**Excerpted data**:
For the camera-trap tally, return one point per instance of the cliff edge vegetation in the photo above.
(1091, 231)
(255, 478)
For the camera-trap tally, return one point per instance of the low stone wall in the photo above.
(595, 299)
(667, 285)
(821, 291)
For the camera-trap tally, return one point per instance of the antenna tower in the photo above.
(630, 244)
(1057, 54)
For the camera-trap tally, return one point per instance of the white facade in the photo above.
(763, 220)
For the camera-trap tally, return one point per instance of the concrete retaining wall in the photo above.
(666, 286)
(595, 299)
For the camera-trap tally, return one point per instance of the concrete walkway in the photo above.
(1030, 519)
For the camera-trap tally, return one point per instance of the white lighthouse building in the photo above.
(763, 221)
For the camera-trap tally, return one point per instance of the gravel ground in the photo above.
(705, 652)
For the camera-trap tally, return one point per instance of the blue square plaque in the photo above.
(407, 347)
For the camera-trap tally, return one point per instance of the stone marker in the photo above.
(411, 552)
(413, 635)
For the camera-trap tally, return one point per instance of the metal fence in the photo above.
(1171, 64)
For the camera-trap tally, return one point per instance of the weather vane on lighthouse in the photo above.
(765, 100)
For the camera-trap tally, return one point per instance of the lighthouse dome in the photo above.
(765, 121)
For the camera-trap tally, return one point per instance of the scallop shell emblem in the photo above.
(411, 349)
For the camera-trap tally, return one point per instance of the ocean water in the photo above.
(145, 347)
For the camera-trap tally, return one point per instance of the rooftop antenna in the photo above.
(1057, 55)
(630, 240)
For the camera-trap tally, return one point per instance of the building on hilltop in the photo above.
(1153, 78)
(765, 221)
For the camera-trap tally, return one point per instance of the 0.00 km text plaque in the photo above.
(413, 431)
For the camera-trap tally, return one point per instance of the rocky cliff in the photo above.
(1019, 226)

**Your goal**:
Write an exact transcription of every entry above.

**Result**:
For the camera-trap tally, return one point per instance of the cliff edge vegetation in the photo above.
(1091, 231)
(255, 478)
For the camera-trap tally, return one point per instance of the low stone wall in the photo above.
(595, 299)
(667, 285)
(821, 291)
For the camera-trap tally, return one point per instance of the antenna tower in the photo above.
(630, 244)
(1057, 54)
For the camera-trap tally, return one point per instance of the white facade in the photo above.
(763, 220)
For the camera-trap tally, return one point per instance of the concrete retaining wall in the photo above.
(666, 286)
(595, 299)
For the camera-trap tally, return one point per instance of the concrete walkway in the photo above.
(1030, 519)
For the camera-trap tally, return one point per instance of the white lighthouse building in the photo above.
(763, 221)
For the camera-trap tally, return one point per instance of the gravel ground in the photo above.
(705, 652)
For the camera-trap tally, return one point per instance of the blue square plaque in the photo above.
(407, 347)
For the camera-trap tally, return one point per instance of the stone marker in the photo above.
(411, 552)
(413, 635)
For the camera-trap tally, return one point per instance of the metal fence in the photo above.
(1171, 64)
For the camera-trap tally, return one point per instance of the weather vane on lighthouse in the photo above.
(765, 100)
For the camera-trap tally, return one point per instance of the lighthouse dome in the photo above.
(765, 121)
For the camera-trap tally, return one point per instance of the scallop shell emblem in the photo above.
(411, 349)
For the camera-trap tally, return one point per instance of the ocean water in the photo above.
(145, 347)
For the camera-trap tally, return one point per instance of the rooftop antenna in the photo above.
(1057, 55)
(630, 240)
For the camera-trap tally, return one point per instance of the building on hilltop in the photo above.
(1153, 78)
(765, 221)
For the camera-trap tally, return one point per instance of the 0.00 km text plaque in the photo above.
(413, 431)
For the camera-trap tally, return one point per instance of the rocky cliff in the photo above.
(1019, 226)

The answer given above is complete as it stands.